>> start STORED RECORDS

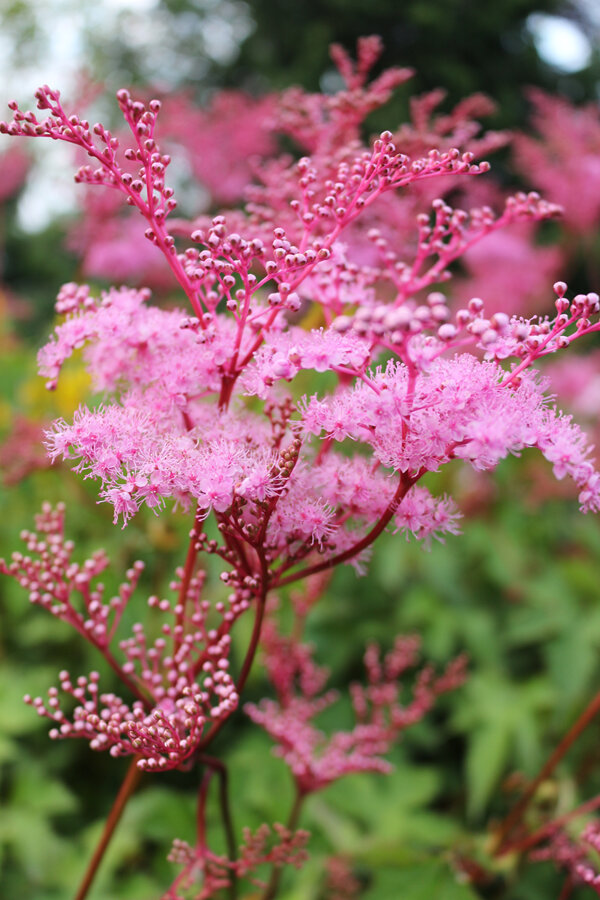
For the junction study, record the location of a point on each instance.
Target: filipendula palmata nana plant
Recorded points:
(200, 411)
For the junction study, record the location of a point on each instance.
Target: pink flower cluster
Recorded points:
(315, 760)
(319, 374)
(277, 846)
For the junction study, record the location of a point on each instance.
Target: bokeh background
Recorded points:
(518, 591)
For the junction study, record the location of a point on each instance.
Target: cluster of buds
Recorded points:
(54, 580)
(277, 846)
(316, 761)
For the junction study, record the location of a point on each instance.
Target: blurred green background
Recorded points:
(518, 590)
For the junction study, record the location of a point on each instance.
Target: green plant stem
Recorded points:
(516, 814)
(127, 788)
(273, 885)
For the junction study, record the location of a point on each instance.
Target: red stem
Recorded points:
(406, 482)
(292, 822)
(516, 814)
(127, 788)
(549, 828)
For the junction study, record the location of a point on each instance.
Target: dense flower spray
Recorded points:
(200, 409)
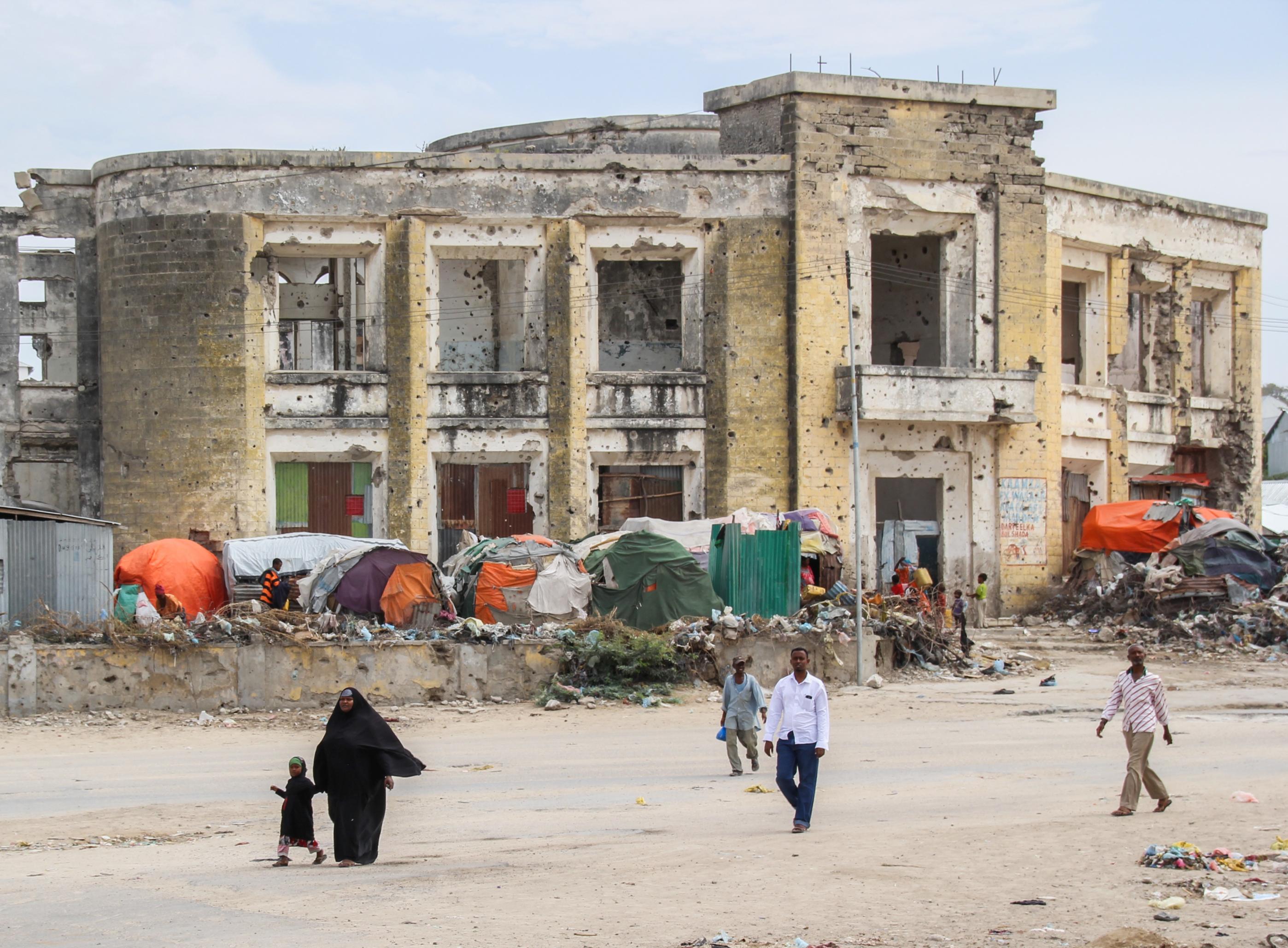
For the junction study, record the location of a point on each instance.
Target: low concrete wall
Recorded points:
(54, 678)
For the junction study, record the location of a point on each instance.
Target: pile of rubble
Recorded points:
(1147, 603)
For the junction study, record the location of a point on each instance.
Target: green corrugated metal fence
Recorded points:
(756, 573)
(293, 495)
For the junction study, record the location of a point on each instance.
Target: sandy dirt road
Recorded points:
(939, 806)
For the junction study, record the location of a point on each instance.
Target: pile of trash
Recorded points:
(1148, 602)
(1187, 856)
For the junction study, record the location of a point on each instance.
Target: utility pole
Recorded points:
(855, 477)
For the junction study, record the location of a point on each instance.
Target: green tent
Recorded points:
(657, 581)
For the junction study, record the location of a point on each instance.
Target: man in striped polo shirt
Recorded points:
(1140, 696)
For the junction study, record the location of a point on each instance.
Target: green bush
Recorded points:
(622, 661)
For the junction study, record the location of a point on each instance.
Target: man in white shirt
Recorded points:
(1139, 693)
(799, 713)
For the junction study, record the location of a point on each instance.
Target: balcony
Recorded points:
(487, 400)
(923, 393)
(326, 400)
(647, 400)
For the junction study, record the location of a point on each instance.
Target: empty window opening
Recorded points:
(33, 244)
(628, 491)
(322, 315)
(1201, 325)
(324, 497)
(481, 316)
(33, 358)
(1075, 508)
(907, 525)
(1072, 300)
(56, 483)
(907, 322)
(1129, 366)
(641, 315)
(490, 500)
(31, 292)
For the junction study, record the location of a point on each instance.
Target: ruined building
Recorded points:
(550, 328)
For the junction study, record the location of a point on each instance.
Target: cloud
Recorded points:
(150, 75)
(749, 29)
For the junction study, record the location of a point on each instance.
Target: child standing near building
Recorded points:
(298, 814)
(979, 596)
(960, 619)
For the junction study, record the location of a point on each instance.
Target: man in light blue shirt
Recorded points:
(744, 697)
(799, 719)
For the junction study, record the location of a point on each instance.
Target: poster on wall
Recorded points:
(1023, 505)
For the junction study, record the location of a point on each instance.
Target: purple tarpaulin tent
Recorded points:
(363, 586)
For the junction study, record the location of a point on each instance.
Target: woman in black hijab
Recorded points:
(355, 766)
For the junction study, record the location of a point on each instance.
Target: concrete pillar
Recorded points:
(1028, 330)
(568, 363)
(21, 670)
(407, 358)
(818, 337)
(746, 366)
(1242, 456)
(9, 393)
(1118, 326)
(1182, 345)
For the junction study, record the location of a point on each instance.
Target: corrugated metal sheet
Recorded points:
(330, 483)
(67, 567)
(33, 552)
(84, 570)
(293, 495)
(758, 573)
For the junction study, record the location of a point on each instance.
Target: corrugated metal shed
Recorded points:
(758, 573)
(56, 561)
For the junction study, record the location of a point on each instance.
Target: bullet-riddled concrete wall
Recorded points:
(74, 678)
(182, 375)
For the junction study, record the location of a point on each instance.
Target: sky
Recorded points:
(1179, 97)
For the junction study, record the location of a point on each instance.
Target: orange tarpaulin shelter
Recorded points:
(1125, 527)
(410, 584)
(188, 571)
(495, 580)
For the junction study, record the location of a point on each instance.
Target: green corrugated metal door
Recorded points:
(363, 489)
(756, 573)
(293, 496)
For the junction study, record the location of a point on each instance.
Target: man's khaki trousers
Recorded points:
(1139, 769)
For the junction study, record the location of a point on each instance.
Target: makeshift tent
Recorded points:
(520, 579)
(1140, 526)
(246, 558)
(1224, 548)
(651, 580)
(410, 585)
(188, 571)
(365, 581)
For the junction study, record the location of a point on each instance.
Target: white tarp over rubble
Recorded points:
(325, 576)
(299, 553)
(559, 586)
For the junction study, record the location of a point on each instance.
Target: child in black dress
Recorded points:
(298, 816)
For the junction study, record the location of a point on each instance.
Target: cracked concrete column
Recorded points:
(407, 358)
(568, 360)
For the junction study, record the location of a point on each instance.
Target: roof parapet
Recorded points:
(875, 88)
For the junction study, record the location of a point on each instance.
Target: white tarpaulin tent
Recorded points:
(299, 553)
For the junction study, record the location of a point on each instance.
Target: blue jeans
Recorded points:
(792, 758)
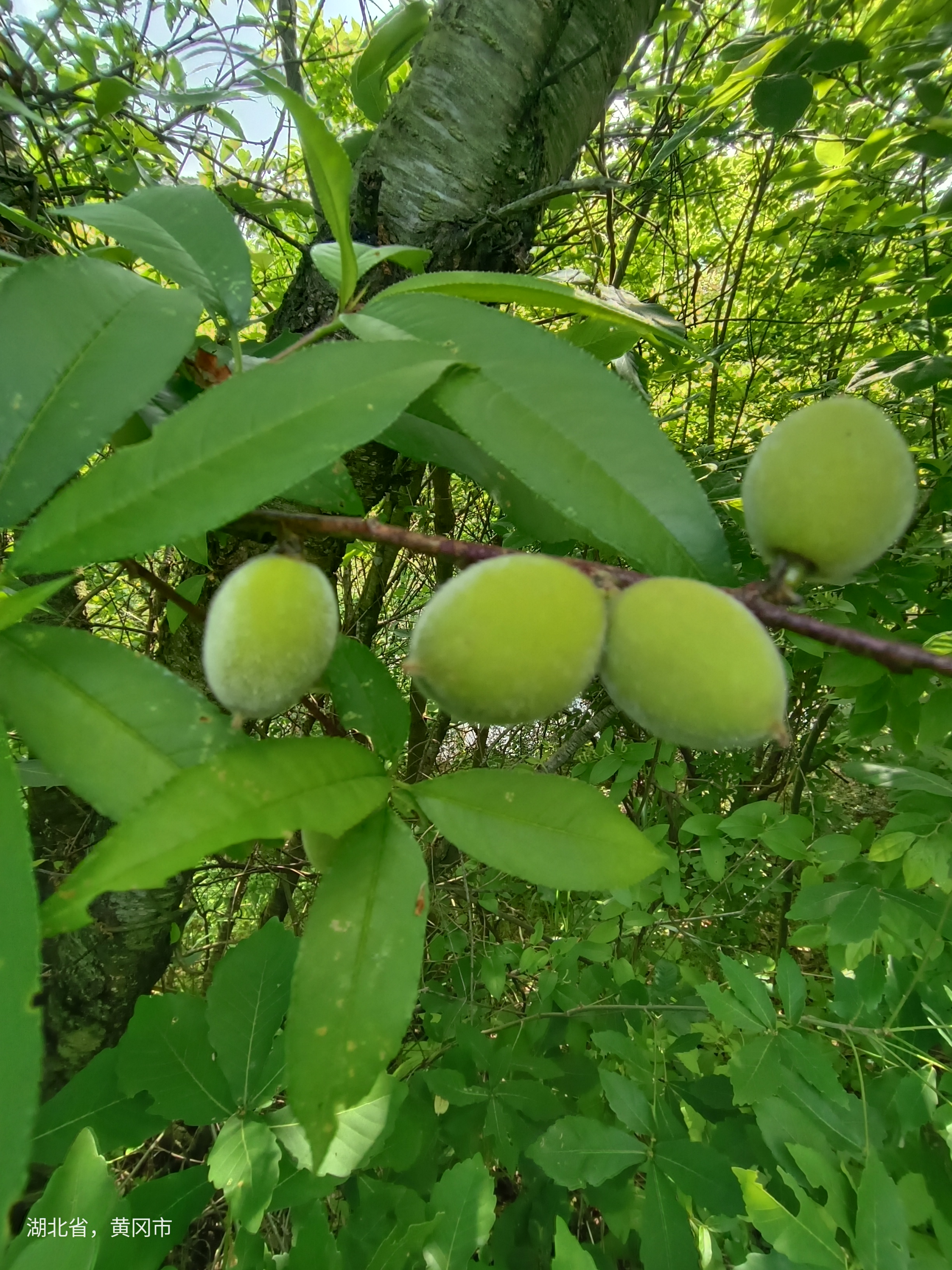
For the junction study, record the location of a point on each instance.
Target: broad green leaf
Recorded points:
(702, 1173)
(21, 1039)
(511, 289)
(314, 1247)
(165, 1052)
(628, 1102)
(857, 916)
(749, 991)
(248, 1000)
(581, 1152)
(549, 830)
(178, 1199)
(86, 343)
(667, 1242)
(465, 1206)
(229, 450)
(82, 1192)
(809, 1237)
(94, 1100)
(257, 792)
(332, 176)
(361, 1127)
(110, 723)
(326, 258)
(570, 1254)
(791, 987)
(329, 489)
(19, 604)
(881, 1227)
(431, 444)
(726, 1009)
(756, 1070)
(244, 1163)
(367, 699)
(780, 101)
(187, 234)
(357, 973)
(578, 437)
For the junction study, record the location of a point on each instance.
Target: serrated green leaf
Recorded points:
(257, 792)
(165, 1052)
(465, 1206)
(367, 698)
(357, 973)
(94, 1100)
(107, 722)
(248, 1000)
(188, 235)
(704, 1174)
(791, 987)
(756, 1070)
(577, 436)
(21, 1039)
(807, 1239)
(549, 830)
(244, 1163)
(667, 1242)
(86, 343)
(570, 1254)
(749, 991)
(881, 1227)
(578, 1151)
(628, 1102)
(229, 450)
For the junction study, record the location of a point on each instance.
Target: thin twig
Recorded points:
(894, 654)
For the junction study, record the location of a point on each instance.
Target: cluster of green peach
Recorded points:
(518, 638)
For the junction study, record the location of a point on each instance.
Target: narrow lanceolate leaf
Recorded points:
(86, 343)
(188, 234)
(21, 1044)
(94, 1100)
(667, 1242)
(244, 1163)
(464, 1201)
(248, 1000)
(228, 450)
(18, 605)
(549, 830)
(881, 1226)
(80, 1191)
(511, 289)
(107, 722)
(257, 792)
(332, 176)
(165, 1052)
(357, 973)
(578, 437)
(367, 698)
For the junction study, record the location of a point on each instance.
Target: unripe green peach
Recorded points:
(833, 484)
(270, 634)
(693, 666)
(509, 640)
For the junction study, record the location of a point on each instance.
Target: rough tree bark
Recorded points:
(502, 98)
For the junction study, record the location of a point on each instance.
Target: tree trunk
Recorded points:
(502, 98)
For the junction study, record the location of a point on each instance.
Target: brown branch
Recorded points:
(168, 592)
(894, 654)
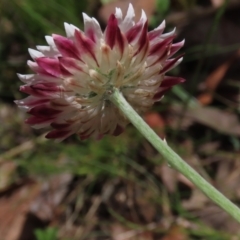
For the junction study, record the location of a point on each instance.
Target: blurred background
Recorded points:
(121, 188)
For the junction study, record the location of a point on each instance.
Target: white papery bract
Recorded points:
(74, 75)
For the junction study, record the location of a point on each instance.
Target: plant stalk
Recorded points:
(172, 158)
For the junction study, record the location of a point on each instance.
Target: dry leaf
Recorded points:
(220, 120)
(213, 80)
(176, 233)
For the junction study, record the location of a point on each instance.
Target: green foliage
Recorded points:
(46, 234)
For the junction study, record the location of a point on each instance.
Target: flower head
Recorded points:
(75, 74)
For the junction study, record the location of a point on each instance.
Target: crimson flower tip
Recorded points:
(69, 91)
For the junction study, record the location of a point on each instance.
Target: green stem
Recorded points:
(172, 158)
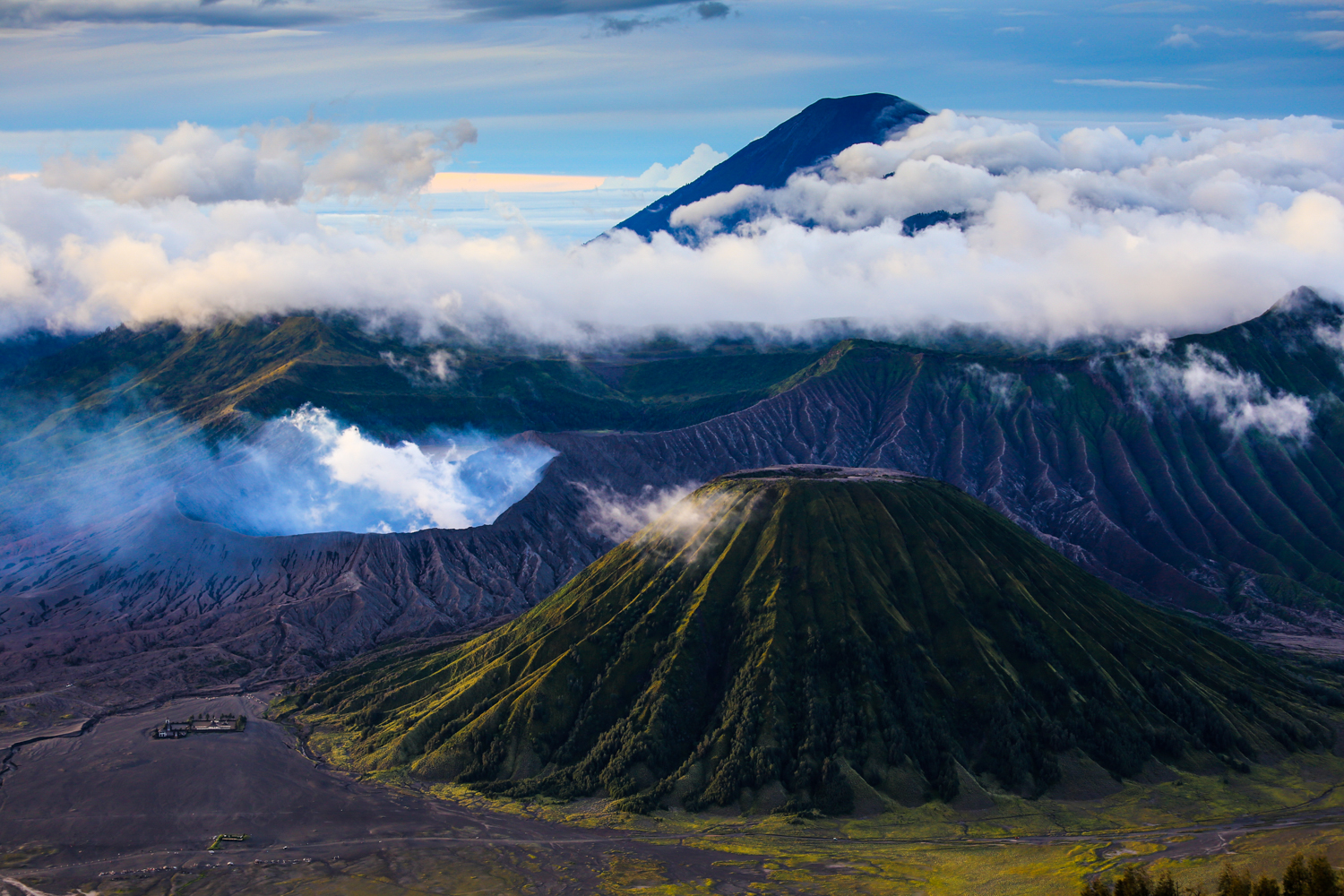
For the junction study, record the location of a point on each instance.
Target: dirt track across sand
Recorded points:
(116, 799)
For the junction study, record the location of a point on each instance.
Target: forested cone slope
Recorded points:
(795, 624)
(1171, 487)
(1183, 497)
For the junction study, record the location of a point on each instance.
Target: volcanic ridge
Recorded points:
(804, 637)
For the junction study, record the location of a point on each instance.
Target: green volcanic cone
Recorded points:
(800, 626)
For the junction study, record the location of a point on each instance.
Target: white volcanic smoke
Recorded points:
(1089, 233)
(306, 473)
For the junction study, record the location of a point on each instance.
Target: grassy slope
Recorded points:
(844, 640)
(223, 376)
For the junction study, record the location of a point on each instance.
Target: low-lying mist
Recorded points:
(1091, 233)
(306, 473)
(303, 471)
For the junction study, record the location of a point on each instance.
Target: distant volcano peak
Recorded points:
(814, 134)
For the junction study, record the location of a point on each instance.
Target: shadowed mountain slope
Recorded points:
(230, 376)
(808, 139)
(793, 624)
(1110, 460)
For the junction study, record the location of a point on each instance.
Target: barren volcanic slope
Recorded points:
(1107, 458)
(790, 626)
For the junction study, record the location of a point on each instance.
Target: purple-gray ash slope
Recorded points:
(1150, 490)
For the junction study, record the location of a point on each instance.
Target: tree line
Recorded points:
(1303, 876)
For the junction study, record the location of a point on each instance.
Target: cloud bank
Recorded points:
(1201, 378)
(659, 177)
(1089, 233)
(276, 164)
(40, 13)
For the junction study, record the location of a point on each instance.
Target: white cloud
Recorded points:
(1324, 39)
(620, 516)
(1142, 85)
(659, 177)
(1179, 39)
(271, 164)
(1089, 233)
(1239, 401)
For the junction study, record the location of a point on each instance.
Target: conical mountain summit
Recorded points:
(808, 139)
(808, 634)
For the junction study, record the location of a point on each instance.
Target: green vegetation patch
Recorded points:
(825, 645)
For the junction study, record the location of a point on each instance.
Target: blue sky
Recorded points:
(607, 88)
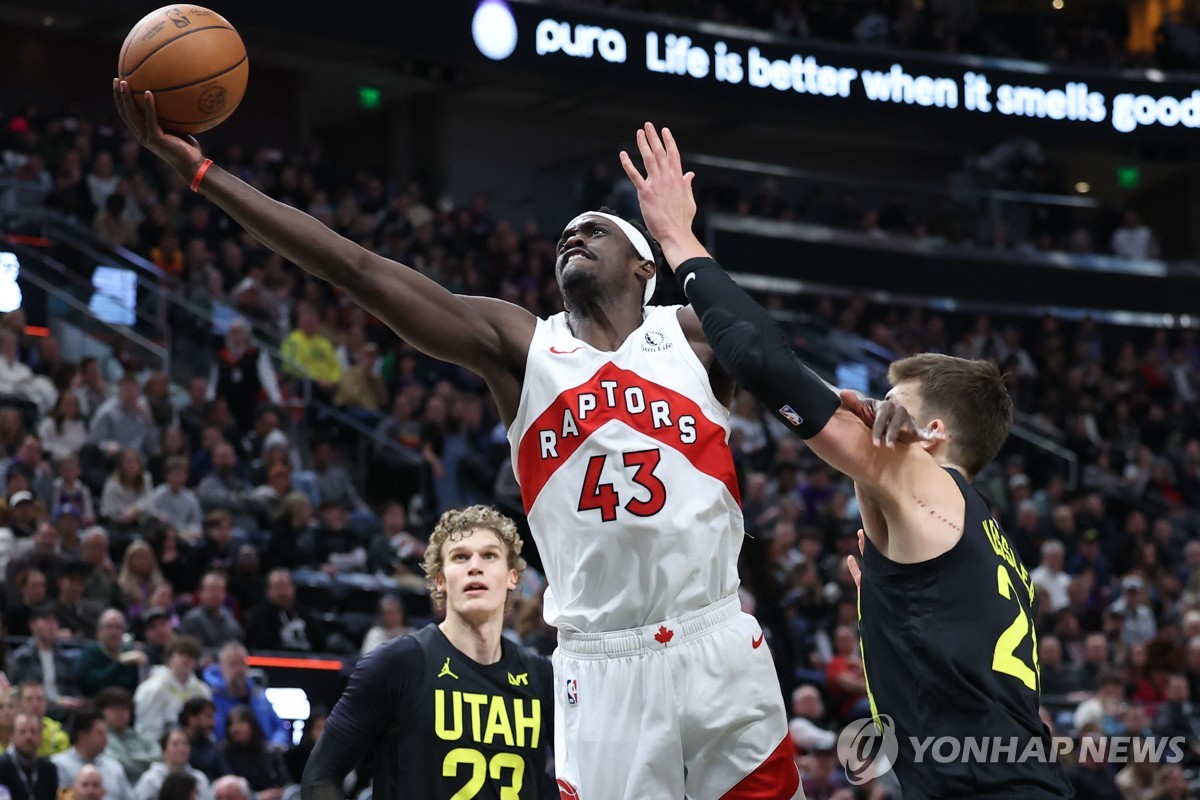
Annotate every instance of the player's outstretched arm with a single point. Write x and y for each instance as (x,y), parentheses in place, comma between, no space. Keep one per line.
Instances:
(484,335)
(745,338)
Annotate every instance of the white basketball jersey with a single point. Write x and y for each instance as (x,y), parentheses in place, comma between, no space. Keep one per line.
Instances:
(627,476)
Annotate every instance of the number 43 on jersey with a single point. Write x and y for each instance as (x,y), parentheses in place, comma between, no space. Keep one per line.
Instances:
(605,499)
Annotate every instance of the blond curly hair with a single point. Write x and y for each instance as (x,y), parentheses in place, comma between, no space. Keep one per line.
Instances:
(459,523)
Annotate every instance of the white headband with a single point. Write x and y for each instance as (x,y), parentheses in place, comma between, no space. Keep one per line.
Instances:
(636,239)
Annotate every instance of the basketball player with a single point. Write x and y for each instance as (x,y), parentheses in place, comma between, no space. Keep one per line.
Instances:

>> end STORED RECORDS

(SET PROBLEM): Reproduce the material word for word, starting at the line that contains "Annotate every instance of the basketball" and ending at the last line of the material.

(EXERCISE OUTPUT):
Annotate every instance of the basketball player with a single point. Write x and y for each instance as (x,y), parentheses in place, comma between, no space. Keep one per line.
Instances:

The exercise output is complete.